-- What the task asks --
Please pick out every line below that contains the word "leaning" and copy each of those lines.
++++ Records for processing ++++
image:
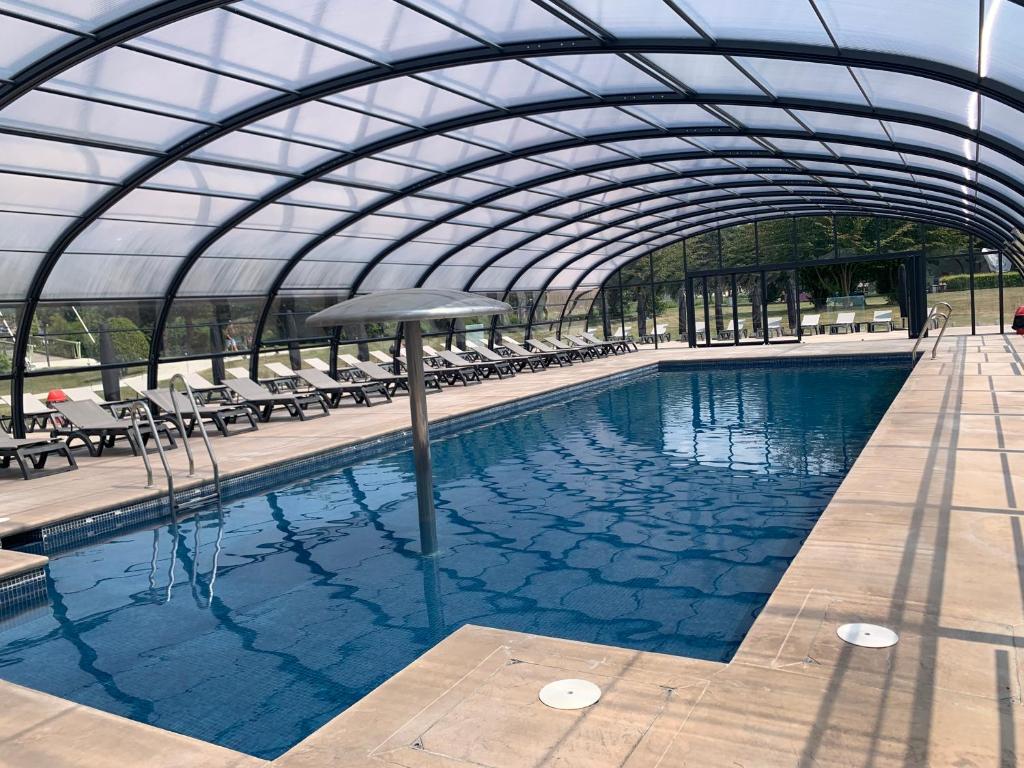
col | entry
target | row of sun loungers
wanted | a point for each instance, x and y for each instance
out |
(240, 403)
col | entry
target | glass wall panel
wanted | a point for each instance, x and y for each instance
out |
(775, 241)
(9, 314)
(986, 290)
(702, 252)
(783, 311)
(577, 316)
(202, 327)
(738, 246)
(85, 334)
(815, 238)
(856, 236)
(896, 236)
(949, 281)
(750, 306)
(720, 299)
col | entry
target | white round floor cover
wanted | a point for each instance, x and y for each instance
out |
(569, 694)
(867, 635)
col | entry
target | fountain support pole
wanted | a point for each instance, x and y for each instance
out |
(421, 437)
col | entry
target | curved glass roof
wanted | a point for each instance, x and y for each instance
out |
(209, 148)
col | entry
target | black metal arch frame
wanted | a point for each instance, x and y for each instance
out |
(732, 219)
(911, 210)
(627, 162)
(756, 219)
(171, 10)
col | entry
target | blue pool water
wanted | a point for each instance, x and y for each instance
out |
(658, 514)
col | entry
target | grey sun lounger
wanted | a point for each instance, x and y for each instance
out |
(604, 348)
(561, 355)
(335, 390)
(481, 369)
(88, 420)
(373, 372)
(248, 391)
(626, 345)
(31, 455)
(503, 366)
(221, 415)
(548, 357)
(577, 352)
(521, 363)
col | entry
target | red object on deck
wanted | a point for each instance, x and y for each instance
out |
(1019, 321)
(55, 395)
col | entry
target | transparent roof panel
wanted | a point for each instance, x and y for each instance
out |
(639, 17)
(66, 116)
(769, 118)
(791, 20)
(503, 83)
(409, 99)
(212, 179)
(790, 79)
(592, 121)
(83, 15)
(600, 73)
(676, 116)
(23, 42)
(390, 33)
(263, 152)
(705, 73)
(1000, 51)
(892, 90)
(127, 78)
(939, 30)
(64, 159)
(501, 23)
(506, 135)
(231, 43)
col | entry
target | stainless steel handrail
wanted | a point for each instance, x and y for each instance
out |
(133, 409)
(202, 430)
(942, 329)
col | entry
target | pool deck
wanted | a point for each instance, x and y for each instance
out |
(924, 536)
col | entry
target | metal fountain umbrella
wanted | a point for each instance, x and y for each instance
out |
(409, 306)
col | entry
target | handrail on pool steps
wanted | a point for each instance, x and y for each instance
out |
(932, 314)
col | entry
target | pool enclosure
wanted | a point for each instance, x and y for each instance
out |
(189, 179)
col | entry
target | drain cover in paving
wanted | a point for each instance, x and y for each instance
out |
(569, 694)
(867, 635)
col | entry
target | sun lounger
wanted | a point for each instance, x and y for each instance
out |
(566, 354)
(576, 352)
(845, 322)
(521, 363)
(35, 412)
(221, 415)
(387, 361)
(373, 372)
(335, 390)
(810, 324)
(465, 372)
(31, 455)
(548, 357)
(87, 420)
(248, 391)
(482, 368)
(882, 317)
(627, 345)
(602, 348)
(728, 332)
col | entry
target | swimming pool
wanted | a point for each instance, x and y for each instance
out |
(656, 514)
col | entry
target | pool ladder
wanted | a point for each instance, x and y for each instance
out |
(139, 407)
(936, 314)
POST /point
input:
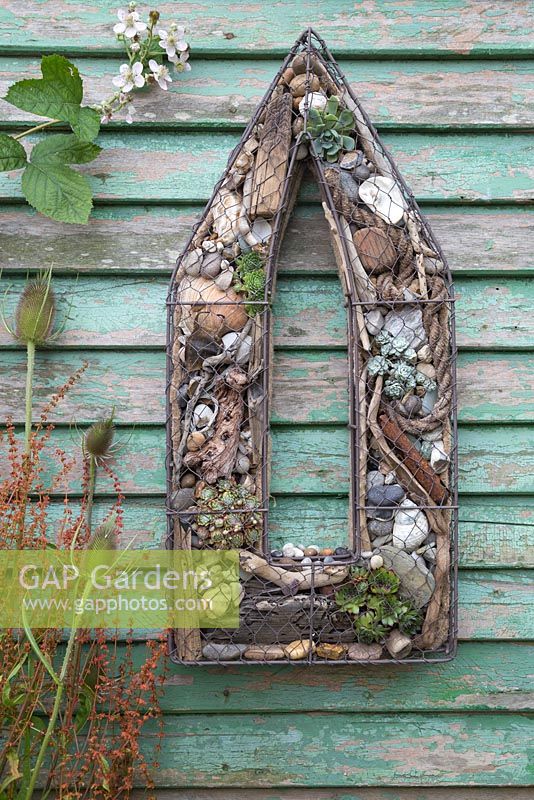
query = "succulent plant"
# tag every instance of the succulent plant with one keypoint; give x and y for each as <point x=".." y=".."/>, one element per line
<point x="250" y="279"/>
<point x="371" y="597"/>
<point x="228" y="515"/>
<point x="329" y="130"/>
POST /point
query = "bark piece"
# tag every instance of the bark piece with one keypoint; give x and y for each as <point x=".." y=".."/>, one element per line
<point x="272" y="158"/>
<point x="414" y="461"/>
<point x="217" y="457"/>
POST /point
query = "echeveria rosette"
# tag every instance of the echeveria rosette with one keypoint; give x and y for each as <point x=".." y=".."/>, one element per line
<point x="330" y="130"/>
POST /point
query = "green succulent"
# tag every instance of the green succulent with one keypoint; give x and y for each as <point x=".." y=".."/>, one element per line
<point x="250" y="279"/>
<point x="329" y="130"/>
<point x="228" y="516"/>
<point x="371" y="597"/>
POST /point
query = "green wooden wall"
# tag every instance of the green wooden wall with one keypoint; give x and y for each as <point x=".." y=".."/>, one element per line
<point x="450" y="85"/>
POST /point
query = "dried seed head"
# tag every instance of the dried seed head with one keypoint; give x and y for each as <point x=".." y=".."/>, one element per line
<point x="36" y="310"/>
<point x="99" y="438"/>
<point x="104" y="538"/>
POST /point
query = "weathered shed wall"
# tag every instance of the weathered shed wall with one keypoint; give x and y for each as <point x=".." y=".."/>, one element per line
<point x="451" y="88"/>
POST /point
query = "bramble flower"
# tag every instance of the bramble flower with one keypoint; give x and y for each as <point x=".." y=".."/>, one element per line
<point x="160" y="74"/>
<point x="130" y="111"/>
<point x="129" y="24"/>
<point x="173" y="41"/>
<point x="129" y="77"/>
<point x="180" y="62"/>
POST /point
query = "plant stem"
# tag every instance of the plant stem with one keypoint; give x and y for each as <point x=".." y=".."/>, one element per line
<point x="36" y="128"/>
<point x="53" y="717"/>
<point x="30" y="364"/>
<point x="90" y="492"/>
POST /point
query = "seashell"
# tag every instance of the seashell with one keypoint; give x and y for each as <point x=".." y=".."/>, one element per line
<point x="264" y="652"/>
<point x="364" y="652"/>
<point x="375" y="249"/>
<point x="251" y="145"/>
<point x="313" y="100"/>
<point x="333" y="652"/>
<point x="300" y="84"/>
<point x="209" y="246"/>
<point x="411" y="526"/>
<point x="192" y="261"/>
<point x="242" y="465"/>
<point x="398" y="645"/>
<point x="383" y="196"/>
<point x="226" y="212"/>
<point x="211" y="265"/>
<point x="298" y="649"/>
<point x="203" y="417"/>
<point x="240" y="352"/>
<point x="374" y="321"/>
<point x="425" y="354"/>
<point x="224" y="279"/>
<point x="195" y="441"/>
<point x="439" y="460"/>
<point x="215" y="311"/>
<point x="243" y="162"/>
++++
++++ Records for processing ++++
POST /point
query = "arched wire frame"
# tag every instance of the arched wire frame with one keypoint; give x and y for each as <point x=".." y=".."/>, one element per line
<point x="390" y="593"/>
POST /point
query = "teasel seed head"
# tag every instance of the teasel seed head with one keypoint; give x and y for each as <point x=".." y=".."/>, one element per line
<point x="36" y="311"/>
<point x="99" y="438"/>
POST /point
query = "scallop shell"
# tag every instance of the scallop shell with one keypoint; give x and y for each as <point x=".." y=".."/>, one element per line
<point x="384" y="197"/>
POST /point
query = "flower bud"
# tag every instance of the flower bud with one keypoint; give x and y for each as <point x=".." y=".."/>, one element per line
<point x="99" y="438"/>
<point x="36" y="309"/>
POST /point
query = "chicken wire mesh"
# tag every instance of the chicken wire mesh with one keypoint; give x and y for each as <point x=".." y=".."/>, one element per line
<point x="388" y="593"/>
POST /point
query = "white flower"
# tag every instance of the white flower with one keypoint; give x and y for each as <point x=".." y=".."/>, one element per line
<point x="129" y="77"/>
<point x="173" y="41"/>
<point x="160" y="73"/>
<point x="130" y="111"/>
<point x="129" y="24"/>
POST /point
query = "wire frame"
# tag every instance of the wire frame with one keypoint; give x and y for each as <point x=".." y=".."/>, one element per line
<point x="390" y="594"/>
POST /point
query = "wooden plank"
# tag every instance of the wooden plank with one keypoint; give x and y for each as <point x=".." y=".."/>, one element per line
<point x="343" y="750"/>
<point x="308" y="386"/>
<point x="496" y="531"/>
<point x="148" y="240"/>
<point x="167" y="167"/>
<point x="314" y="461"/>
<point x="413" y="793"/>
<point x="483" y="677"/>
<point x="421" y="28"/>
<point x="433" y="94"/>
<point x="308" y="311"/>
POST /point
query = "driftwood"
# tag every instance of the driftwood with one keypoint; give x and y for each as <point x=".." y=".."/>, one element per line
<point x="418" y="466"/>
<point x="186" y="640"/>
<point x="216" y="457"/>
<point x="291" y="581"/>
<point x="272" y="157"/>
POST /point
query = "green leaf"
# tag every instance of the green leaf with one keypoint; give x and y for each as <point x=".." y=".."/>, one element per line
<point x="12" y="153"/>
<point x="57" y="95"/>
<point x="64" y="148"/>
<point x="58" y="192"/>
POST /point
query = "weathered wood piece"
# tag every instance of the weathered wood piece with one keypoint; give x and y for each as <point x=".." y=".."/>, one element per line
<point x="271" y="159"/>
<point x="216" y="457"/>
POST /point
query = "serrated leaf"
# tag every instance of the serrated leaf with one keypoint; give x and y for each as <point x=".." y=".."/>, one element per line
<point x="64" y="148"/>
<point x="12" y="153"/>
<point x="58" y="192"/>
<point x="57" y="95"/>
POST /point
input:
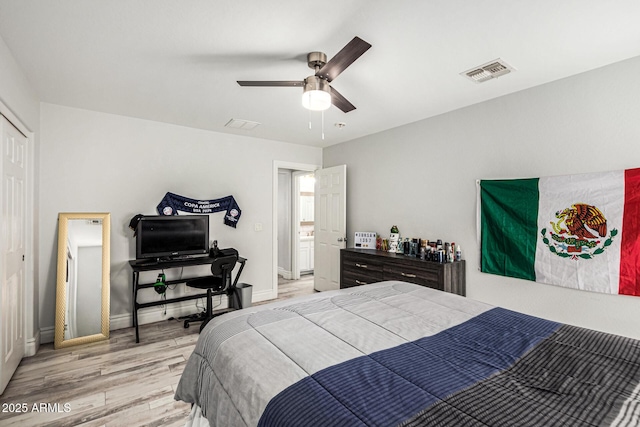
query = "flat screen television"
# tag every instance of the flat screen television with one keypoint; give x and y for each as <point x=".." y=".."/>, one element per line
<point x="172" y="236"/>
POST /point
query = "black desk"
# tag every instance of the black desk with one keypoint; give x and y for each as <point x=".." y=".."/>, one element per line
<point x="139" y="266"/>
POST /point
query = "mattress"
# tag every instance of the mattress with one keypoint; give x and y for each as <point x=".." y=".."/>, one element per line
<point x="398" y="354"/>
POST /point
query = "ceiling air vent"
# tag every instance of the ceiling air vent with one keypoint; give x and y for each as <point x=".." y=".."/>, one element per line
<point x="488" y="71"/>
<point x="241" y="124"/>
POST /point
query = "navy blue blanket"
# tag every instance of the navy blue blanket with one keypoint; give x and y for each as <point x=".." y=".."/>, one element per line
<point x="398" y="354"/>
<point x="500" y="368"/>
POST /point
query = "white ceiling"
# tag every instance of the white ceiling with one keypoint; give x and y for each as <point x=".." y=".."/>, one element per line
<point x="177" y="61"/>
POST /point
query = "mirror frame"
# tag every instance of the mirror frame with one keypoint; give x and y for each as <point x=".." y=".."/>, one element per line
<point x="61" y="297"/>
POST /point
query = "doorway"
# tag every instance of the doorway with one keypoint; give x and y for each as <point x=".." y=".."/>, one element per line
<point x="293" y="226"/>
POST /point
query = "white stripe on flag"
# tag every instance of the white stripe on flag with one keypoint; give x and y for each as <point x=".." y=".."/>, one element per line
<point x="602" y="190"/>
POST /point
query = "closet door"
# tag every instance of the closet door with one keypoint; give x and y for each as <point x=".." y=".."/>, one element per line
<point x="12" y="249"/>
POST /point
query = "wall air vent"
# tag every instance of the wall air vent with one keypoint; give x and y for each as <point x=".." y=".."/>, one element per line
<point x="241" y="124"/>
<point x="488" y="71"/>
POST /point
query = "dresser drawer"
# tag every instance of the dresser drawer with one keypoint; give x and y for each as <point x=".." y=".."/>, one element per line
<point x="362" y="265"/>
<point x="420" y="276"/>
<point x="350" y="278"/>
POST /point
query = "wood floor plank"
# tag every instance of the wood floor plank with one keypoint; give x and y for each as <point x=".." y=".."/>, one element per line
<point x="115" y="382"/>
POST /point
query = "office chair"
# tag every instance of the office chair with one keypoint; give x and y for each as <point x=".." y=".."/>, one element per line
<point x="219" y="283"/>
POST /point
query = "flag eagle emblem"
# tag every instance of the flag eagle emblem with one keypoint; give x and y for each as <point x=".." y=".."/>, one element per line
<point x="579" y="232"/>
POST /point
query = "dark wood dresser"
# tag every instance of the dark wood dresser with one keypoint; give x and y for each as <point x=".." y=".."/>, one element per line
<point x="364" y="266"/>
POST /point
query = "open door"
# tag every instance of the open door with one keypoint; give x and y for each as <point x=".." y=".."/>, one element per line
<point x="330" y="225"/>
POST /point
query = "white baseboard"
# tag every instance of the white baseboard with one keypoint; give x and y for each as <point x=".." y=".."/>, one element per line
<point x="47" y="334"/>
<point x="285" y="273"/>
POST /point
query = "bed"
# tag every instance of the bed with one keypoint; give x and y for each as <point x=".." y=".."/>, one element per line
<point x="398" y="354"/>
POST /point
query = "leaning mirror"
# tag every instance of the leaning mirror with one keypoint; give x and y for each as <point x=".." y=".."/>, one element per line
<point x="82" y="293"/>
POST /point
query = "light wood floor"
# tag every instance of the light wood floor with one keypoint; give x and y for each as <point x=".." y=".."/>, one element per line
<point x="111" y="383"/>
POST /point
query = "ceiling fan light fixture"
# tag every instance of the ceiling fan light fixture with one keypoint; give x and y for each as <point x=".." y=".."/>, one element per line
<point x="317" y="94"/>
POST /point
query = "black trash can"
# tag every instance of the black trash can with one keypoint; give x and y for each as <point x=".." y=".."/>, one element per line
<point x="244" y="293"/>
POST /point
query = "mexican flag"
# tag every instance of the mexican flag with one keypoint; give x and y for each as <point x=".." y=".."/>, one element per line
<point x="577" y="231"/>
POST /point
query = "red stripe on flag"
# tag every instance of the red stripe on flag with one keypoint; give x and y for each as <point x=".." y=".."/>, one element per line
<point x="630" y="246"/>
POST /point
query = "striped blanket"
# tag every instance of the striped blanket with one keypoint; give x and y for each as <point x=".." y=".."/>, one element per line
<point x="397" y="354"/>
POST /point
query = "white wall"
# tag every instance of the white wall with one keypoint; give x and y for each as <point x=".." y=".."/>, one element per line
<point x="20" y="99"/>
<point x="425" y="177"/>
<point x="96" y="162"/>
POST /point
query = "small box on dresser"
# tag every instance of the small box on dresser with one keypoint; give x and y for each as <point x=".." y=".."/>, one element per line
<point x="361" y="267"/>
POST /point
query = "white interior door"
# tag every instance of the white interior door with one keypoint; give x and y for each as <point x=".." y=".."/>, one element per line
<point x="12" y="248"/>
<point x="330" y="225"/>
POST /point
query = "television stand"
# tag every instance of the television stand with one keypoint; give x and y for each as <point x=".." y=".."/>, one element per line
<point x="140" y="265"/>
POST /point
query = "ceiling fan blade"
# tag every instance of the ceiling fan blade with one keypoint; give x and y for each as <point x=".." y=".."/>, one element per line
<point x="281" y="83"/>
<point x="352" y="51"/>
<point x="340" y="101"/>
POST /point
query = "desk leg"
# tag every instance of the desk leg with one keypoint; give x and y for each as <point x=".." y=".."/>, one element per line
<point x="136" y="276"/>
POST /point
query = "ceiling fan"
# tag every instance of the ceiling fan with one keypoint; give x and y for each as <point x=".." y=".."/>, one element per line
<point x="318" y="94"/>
++++
-- Exercise output --
query = "leaning mirror"
# tag every instance of the leaning mirror with one keypoint; give x and y for each as <point x=".." y=".."/>, one element per line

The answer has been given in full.